-- Start Text segment --

DRIVERS-2884 Avoid connection churn when operations timeout #1675

prestonvasquez · 2024-10-14T21:06:45Z

This PR implements the design for connection pooling improvements described in DRIVERS-2884, based on the CSOT (Client-Side Operation Timeout) spec. It addresses connection churn caused by network timeouts during operations, especially in environments with low client-side timeouts and high latency.

When a connection is checked out after a network timeout, the driver now attempts to resume and complete reading any pending server response (instead of closing and discarding the connection). This may require multiple checkouts.
Each pending response read is subject to a cumulative 3-second static timeout. The timeout is refreshed after each successful read, acknowledging that progress is being made. If no data is read and the timeout is exceeded, the connection is closed.

To reduce unnecessary latency, if the timeout has expired while the connection was idle in the pool, a non-blocking single-byte read is performed; if no data is available, the connection is closed immediately.
This update introduces new CMAP events and logging messages (PendingResponseStarted, PendingResponseSucceeded, PendingResponseFailed) to improve observability of this path.

Please complete the following before merging:

Update changelog.
Make sure there are generated JSON files from the YAML test files.

-- End Text segment --
-- Start Recorded information --

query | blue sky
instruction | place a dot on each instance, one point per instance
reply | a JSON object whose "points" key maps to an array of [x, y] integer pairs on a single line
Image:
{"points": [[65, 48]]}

-- End Recorded information --

**Exercises:**
1 > According to the pull request description on connection churn, why does the driver perform a non-blocking single-byte read when the timeout has expired while the connection was idle in the pool?
2 > From the pull request description on connection churn, retype the stretch from "This PR implements" through "connection is closed.".

**Task-by-task answers:**
1 > The non-blocking single-byte read is done to reduce unnecessary latency. If no data is available, the connection is closed immediately instead of waiting.

2 >
This PR implements the design for connection pooling improvements described in DRIVERS-2884, based on the CSOT (Client-Side Operation Timeout) spec. It addresses connection churn caused by network timeouts during operations, especially in environments with low client-side timeouts and high latency.

When a connection is checked out after a network timeout, the driver now attempts to resume and complete reading any pending server response (instead of closing and discarding the connection). This may require multiple checkouts.
Each pending response read is subject to a cumulative 3-second static timeout. The timeout is refreshed after each successful read, acknowledging that progress is being made. If no data is read and the timeout is exceeded, the connection is closed.